● **AIM**: Look for "glass cabinet door." in the listing below, then copy exactly the line it appears in and all lines after it to the end, and nothing more.

[Dataset rows]
┄┄┄┄┄┄
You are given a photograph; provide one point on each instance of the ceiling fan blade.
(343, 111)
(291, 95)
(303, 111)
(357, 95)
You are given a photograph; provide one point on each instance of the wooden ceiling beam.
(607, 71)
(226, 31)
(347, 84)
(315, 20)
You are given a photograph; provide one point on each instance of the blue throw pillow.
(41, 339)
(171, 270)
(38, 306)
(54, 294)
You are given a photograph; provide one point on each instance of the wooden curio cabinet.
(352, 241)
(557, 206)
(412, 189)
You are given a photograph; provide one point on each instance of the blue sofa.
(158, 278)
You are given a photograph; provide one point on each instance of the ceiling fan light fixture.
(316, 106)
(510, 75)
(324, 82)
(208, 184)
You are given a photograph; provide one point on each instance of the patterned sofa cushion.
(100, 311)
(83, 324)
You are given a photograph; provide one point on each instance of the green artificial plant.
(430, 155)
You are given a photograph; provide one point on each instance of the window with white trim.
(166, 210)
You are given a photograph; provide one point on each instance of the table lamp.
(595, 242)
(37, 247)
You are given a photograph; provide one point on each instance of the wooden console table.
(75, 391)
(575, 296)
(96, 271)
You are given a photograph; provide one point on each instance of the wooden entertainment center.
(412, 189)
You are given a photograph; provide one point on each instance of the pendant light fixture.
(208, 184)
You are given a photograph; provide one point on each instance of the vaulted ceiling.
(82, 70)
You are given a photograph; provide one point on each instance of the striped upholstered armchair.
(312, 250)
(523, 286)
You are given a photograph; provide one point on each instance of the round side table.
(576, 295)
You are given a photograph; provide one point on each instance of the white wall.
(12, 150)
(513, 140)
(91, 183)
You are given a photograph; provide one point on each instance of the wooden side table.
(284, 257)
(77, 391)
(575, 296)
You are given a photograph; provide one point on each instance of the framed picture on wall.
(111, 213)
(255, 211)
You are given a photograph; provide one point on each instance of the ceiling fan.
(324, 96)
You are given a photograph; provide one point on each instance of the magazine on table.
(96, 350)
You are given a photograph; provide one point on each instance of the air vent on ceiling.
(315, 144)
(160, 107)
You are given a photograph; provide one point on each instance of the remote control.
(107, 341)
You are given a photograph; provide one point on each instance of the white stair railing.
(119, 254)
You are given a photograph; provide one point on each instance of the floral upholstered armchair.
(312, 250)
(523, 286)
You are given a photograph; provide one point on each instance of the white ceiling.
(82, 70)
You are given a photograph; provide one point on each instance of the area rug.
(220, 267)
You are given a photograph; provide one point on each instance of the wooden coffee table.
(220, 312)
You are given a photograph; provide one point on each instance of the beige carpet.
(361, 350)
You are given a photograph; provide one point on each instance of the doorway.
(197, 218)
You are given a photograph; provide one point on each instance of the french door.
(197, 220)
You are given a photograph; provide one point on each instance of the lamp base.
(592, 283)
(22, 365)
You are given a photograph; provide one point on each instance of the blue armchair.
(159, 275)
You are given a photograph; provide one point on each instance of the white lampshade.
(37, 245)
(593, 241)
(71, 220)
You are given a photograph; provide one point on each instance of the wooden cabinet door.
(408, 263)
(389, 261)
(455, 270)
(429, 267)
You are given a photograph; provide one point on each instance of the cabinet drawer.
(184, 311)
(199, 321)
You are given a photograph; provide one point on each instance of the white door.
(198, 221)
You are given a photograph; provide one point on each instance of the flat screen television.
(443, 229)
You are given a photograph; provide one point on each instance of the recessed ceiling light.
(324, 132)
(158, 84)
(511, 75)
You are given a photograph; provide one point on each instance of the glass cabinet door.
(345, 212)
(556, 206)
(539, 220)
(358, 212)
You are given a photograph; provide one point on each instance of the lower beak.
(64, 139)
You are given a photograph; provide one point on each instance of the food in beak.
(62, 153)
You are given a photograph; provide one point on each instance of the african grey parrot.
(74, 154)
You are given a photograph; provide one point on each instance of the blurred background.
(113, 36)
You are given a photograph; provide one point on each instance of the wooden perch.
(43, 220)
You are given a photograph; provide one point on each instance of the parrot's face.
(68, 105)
┄┄┄┄┄┄
● **OUTPUT OF THE EXERCISE**:
You are given a photograph; provide one point on each instance of the glass cabinet door.
(345, 212)
(556, 206)
(539, 220)
(358, 212)
You are given a photograph; provide one point on each instance of the lower beak.
(64, 139)
You are given a photograph; provide one point on each instance of the food in beak.
(62, 153)
You are given a photograph; provide one point on each instance of the african grey parrot.
(74, 154)
You are given a photograph; provide one point on each instance of the blurred background.
(113, 36)
You are given a photograph; provide one point on each instance of the wooden perch.
(43, 220)
You are given a photograph; provide one point on each instance of the parrot's face.
(68, 105)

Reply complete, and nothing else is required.